> _Goal_
Show every line of the data below that contains the string "task", copying each such line in full.

begin Records shown

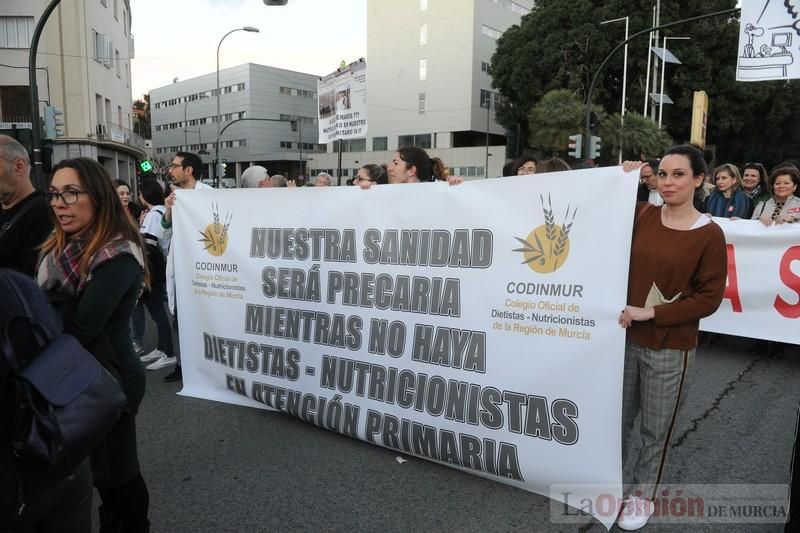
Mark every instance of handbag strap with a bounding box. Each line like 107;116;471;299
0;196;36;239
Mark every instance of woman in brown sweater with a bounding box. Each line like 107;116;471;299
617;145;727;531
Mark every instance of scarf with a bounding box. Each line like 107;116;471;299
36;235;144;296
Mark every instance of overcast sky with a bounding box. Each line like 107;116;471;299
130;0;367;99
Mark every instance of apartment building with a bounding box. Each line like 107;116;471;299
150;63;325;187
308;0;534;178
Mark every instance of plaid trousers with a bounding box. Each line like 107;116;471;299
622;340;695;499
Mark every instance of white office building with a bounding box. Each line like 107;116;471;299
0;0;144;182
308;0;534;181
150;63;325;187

end Records shown
begin Records shown

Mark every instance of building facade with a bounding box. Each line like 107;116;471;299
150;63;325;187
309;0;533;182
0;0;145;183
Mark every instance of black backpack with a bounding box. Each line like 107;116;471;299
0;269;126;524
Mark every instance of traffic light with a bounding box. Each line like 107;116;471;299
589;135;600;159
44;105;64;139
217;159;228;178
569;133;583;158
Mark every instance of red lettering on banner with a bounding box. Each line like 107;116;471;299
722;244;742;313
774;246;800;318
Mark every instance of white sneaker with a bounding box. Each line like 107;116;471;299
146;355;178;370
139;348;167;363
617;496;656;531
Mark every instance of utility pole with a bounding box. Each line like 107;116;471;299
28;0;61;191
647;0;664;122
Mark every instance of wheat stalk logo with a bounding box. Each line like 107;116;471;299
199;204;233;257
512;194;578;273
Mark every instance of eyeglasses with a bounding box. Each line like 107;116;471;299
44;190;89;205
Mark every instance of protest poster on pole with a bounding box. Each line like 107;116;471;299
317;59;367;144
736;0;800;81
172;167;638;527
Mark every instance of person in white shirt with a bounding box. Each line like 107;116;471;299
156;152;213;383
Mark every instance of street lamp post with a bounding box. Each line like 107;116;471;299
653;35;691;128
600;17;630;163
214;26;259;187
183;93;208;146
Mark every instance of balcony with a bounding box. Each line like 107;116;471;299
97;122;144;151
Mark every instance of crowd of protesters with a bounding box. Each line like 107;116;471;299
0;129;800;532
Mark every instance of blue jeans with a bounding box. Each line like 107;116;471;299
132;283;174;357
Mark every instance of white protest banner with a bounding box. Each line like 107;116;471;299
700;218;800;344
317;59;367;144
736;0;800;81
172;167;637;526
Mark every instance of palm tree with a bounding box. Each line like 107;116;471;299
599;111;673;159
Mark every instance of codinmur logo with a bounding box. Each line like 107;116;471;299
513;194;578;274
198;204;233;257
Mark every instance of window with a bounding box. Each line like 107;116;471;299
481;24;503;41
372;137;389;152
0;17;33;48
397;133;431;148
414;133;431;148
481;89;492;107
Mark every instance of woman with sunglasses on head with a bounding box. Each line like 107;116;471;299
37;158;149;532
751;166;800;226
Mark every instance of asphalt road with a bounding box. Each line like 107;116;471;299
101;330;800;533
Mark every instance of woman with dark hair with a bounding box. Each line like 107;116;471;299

end Records shown
begin Records shown

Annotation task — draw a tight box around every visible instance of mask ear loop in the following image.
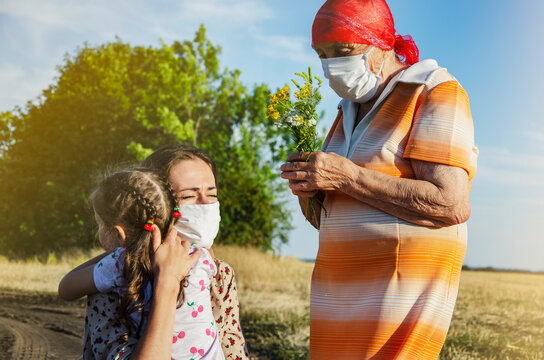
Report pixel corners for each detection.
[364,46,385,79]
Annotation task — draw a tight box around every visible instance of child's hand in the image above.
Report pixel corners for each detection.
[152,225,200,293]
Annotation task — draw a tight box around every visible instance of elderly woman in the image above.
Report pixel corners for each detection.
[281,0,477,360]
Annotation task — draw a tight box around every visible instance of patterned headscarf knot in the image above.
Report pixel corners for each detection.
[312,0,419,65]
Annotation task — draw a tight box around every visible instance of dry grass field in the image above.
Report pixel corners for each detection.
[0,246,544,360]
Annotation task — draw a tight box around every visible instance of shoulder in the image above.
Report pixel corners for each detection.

end Records shown

> _Response to the exercise_
Annotation task — draw a tight box around every visible instance of mask ear loop in the following image.
Annotation task — draw a tight box around every visible instance of child's hand in the image above.
Annotation task — draw a tight box around every visible instance of elderly woman in the image above.
Annotation task — draw a tight box around every visible instance of patterned headscarf knot in the image above.
Annotation task — draw a tight box around every visible instance of dry grass field in the image above.
Annotation task — draw a tight box around every visible instance of shoulder in the image above.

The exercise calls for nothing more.